| SET PROBLEM |
Update the lines below by putting "elderly hand" wherever "wrinkled hand" appears, leaving everything else unchanged.
==== INFORMATION PROVIDED
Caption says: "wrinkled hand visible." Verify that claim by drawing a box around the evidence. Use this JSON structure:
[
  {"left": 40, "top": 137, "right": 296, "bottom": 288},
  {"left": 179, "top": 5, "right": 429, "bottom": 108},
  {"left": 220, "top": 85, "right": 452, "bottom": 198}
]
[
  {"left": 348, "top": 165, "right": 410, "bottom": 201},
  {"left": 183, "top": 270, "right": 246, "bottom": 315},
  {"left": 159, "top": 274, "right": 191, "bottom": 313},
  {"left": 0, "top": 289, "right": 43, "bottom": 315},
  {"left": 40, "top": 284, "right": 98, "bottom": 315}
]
========
| TASK ANSWER |
Caption says: "elderly hand visible." Verify that claim by drawing a box around the evidence. Use this JSON structure:
[
  {"left": 40, "top": 137, "right": 296, "bottom": 288},
  {"left": 179, "top": 5, "right": 429, "bottom": 108},
  {"left": 220, "top": 85, "right": 452, "bottom": 198}
]
[
  {"left": 348, "top": 165, "right": 410, "bottom": 201},
  {"left": 183, "top": 270, "right": 246, "bottom": 315},
  {"left": 159, "top": 274, "right": 191, "bottom": 313},
  {"left": 0, "top": 289, "right": 43, "bottom": 315},
  {"left": 40, "top": 284, "right": 98, "bottom": 315}
]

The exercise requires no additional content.